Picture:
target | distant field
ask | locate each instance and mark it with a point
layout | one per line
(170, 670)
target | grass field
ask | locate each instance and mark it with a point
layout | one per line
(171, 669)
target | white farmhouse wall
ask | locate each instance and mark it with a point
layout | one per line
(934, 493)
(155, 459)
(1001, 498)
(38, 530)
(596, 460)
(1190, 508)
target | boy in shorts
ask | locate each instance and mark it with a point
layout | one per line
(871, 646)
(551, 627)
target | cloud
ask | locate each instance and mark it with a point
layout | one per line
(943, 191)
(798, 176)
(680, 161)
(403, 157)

Your assignment – This exercise calls for every record to be restated word for word.

Your response –
Picture:
target | distant field
ask | locate each instance and mark it with a point
layout | one per line
(170, 670)
target | grass field
ask | locate each instance and mark it with a point
layout | one per line
(171, 669)
target | white farmhouse wall
ask | locate each instance and mark it with a point
layout | one per line
(934, 493)
(155, 459)
(1001, 498)
(38, 530)
(596, 460)
(1190, 508)
target | boy in shorts
ask | locate each instance and mark it with a point
layout | one per line
(871, 646)
(551, 627)
target | cloud
ask | locate each instance and mark it with a point
layout | one per line
(943, 191)
(798, 176)
(680, 161)
(403, 157)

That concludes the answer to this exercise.